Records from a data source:
○ ○ ○

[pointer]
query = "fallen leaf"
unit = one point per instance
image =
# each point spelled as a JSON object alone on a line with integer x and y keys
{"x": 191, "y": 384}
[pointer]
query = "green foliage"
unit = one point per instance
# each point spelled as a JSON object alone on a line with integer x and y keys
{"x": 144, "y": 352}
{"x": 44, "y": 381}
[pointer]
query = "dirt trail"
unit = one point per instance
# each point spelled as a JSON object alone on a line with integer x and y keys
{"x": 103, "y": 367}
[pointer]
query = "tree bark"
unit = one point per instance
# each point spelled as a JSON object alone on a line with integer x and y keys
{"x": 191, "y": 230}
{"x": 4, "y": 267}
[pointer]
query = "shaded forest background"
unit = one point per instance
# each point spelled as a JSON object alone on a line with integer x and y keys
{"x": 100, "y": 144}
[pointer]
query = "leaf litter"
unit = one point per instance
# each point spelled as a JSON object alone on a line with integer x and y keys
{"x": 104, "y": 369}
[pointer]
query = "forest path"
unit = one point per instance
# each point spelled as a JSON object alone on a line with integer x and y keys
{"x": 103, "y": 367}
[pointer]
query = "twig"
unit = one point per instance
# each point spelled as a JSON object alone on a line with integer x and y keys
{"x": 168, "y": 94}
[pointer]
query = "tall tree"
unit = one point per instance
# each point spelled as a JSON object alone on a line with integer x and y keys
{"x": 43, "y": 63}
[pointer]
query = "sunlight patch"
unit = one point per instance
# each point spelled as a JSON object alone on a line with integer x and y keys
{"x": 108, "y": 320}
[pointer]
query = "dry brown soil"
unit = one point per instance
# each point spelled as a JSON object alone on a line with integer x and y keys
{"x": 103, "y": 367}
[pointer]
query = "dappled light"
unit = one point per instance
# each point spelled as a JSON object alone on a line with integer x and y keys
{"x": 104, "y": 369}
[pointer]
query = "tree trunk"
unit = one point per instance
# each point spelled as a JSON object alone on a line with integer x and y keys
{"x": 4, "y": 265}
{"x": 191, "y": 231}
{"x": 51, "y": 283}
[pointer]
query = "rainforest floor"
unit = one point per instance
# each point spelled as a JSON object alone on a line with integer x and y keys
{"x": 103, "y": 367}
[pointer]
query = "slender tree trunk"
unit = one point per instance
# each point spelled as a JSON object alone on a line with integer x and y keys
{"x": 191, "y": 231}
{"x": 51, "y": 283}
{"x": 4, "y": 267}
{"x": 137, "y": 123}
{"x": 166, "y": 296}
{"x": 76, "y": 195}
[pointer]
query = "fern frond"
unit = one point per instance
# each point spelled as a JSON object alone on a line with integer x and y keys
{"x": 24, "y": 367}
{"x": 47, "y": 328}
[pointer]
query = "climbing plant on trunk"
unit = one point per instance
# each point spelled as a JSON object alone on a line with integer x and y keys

○ ○ ○

**Task prompt:** After counting the lines above that include the word "trunk", give only the number.

**Solution for this exercise:** 3